**DOCUMENT PASSAGE**
TheImaCow (talk) 21:38, 4 August 2024 (UTC)
- Here are the contentTypes:
- application/octet-stream 82
- application/pdf 29550
- application/url 487
- audio/mpeg 1
- image/jp2 17124
- image/jpeg 5
- image/tiff 141
- restricted 31
- video/mp4 45
- Some notes and questions:
- The octet-stream contents are mainly ppt/x, doc/x, exe, pdf, zip. I think I'll skip these, if necessary can be manually uploaded.
- Here are the URL types: https://usace.contentdm.oclc.org/digital/collection/p16021coll11/id/3967
- For TIFF files, I'll upload them as they're lossless and the community seem to prefer them
- Do you know which info template to use for video instead of {{Photograph}} ?
- Do we just note the photographer and/or publisher to be text or do we create a Creator: and/or Institution: namespace entries and use that to enrich info?
- Do we put the {{USACE image}} template in accession number field?

**DATA**
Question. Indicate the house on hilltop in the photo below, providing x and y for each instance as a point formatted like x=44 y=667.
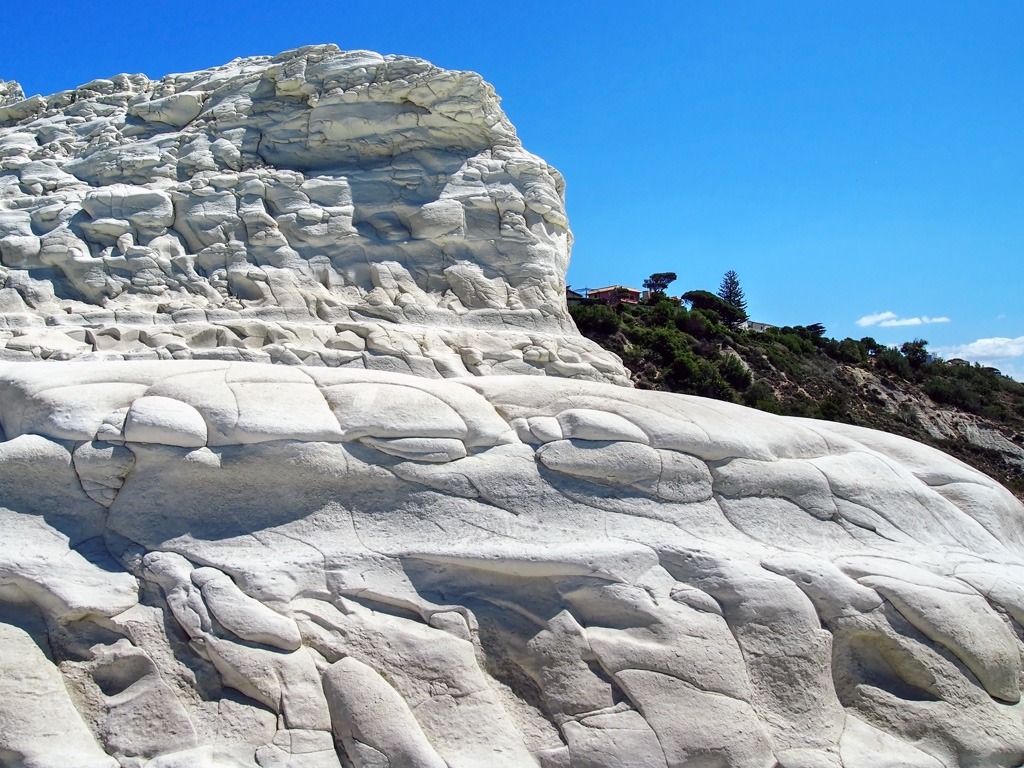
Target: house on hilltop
x=614 y=295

**DIRECTION**
In the upload notes, translate this sentence into Spanish: "The octet-stream contents are mainly ppt/x, doc/x, exe, pdf, zip." Work from the text only, not the data.

**RESPONSE**
Los contenidos octet-stream son principalmente ppt/x, doc/x, exe, pdf, zip.